§ **AIM OF THE EXERCISE**: Reproduce the records below verbatim, from the line containing "Expected behaviour: for each instance of the brown" through the end of the records, both included.

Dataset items
────
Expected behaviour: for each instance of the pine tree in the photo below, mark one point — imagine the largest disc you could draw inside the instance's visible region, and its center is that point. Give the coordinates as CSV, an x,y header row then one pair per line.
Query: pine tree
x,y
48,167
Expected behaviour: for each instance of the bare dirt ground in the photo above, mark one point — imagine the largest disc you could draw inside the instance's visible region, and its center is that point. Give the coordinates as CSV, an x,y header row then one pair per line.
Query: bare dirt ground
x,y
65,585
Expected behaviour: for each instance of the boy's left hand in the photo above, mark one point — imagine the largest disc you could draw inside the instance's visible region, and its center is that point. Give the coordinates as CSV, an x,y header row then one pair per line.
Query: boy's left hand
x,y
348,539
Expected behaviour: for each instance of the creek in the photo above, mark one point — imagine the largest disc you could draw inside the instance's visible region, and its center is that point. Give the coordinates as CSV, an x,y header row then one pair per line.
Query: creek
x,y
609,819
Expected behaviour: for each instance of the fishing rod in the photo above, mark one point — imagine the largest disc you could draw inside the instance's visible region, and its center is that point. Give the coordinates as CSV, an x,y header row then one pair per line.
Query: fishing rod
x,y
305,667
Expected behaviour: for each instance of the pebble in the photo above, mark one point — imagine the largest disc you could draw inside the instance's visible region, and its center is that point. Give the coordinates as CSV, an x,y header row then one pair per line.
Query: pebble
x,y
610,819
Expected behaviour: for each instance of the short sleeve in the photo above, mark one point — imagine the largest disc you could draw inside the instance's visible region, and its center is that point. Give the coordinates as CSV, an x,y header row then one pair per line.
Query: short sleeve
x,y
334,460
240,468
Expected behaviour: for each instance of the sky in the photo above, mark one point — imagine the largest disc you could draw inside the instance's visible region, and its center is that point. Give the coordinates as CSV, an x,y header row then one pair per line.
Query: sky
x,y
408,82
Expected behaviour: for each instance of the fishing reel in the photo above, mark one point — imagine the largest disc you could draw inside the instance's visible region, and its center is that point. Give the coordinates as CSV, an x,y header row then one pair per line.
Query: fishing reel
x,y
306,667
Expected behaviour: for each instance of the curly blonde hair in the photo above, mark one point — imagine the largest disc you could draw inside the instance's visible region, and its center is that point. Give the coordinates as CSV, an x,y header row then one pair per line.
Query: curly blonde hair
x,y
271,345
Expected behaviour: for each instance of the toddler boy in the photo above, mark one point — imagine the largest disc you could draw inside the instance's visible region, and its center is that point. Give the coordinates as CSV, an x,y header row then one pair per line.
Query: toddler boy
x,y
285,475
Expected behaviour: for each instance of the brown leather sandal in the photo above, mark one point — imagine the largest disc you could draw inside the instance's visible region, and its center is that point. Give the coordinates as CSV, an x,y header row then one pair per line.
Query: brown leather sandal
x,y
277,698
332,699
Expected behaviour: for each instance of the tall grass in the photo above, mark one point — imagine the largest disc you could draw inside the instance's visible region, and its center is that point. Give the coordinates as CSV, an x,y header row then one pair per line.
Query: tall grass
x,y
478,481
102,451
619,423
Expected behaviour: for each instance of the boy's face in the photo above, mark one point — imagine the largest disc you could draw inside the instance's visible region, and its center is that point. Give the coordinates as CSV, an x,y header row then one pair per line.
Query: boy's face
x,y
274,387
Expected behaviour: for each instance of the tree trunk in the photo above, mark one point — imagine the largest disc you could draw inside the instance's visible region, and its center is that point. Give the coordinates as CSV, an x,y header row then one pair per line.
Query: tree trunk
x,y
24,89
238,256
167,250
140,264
────
§ **RESULT OF THIS TASK**:
Expected behaviour: for each instance of the brown leather sandal in the photo above, mark one point — imagine the largest disc you could draw inside the instance's visible region, and its center is that point. Give the coordinates as CSV, an x,y header row then one pair per line.
Query: brown leather sandal
x,y
277,698
332,699
Expected behaviour: for each instance of the tall grass in the photo above, mark one point — imagine the largest disc you could draw inside the instance's visible region, and its center is that point. Give the coordinates as CSV, an x,y header row then one pair per line.
Query: tall grass
x,y
478,481
102,451
619,423
Expected behaviour: for each instance of the boy's face in the photo above, mark one point — imagine the largest disc you could draw inside the instance's visible region, and its center is that point. Give the coordinates as CSV, an x,y header row then one pair per line.
Query: boy's face
x,y
274,387
Expected behaviour: for each instance of the tree trunk in the photo above, mark one point — imagine the largest disc you could draw inside the instance's visible region, and its center is that point. Give the coordinates as CSV, an x,y header row then one pair per line.
Query: tree trunk
x,y
24,89
238,256
167,250
140,264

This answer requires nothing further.